▶ [Required action]: The answer should contain all of the data, retyped without any alteration.

Natural language region descriptions
+-------+

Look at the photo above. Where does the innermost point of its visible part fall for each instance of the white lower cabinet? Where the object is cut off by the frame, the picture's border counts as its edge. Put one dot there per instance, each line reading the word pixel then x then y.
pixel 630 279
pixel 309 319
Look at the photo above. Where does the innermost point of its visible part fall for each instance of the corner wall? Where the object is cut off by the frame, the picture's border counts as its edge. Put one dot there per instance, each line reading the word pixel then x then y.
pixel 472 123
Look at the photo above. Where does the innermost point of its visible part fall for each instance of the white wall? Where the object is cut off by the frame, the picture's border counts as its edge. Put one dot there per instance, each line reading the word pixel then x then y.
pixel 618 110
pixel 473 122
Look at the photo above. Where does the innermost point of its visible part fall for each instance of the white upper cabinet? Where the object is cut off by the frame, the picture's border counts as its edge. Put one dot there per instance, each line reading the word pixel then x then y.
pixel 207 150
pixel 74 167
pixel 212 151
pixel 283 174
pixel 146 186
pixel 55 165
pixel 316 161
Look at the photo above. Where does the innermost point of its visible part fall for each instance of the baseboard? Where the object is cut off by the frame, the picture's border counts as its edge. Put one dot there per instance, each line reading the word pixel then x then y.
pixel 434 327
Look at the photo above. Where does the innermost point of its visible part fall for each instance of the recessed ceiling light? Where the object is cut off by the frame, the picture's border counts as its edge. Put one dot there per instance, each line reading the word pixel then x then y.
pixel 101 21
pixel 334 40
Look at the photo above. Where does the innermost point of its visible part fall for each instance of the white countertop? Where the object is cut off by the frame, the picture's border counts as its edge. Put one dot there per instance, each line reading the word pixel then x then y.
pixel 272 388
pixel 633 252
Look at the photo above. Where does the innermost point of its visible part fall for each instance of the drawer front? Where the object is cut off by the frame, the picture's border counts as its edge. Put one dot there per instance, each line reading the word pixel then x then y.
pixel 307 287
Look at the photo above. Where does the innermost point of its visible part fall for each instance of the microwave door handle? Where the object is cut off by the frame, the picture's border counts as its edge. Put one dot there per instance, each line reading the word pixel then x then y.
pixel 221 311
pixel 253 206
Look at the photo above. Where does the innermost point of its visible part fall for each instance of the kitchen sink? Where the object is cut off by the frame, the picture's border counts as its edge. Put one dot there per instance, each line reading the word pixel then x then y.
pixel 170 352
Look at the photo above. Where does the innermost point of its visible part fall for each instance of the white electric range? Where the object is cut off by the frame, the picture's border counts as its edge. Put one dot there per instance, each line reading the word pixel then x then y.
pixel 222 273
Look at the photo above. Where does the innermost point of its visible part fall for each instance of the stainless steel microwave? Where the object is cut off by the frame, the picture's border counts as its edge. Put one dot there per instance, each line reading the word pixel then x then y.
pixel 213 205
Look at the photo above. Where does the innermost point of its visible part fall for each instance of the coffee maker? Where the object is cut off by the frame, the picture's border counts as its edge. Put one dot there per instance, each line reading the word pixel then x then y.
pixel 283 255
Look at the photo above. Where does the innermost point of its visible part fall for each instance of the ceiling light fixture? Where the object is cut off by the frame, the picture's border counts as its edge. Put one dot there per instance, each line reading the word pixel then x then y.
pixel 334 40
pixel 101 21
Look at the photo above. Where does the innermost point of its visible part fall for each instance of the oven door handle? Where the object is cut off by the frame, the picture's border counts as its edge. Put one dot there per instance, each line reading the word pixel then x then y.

+-------+

▶ [Response area]:
Look at the photo above. Where does the innermost point of its visible part fall for each instance of the white lower cabinet? Where the object is cut off by the frame, the picture's border counts as its edge. Put one dot there per instance, each line reading the word pixel then x then y.
pixel 630 279
pixel 309 319
Look at the photo above. Where does the innermost point of its visible part fall for each instance of the corner wall? Where the object is cut off by the frame, the picture's border counts as its edge. Put one dot there per instance, each line reading the word pixel then x then y.
pixel 472 123
Look at the photo above. Where does the innermost point of its visible part fall for each instance of the white wall? Where the object is cut off by the frame, the picture's border counts as its edge. Put one dot there per instance, each line reading the word pixel then x then y.
pixel 618 110
pixel 473 122
Look at the photo above. Where does the innermost point of its visible part fall for each instance of the white upper cabinet? Where the object is cut off by the frame, the picture's border counts as its edge. Put one dot there per instance, each line reading the word pixel then x then y.
pixel 207 150
pixel 74 167
pixel 212 151
pixel 283 174
pixel 146 186
pixel 55 165
pixel 316 161
Look at the photo above. Where does the innermost point of its visible part fall for each instance of the baseboard? Where the object is cut off by the frame, the picture's border counts as its edge. Put one dot there per instance, each line reading the word pixel then x then y.
pixel 434 327
Look at the photo above. Where does the innermost point of its visible part fall for each instance of the recessed ceiling light? Where the object is cut off by the frame, the picture's border counts as its edge. Put one dot there per instance, each line reading the word pixel then x then y.
pixel 101 21
pixel 334 40
Look at the photo above. Where does the innermost point of its visible part fall for each instance of the white countertop? Where the object is cut off by the frame, the picture's border counts as its edge. Put one dot there per instance, each line reading the word pixel then x then y.
pixel 272 388
pixel 633 252
Look at the photo above. Where does the innermost point of its visible part fall for each instance of the drawer front? Where the object is cut off by the frame, the picture's border counts as its edge. Put one dot there per instance, each line reading the word pixel then x then y.
pixel 307 287
Look at the photo above. Where does the innermost point of its visible part fall for each instance of the microwave door handle? Where the object is cut off by the frame, the picture's border counts as its edge. Put one dot there per instance, each line reading the word pixel then x then y.
pixel 221 311
pixel 253 206
Look at the photo above. Where does the innermost point of its visible part fall for each instance of the kitchen sink? Where the object is cut off by the frame, the picture's border counts as its edge. Put one dot there per instance, each line reading the word pixel then x then y.
pixel 170 352
Look at the photo above. Where does the innermost point of its visible part fall for each instance of the white electric range? Where the object is cut off by the frame, the picture's border counts as its edge. Put one dot there per instance, each line reading the word pixel then x then y.
pixel 222 273
Look at the photo above. Where does the innermost point of its visible part fall for each instance of the stainless steel microwave? Where the object is cut off by the frame, the picture's border counts as its edge. Put one dot there per instance, each line reading the word pixel then x then y.
pixel 213 205
Look at the photo above. Where does the innermost point of its visible part fall for each instance of the coffee maker? Where the object is cut off by the frame, the picture's border counts as its edge. Put one dot there per instance, each line reading the word pixel then x then y.
pixel 283 255
Look at the photo above. Where does the innermost point of its visible part fall for each instance of the ceiling light fixture? Where the object is cut off by the frame, the picture's border counts as its edge. Put one dot there per instance, each line reading the word pixel then x then y.
pixel 334 40
pixel 101 21
Look at the photo above. Where does the innermost point of its visible part fall for each instance of the oven door handle? Where the object is cut off by the frame, the picture's border counts as its edge. Put one dot there per instance, each line reading the word pixel then x then y.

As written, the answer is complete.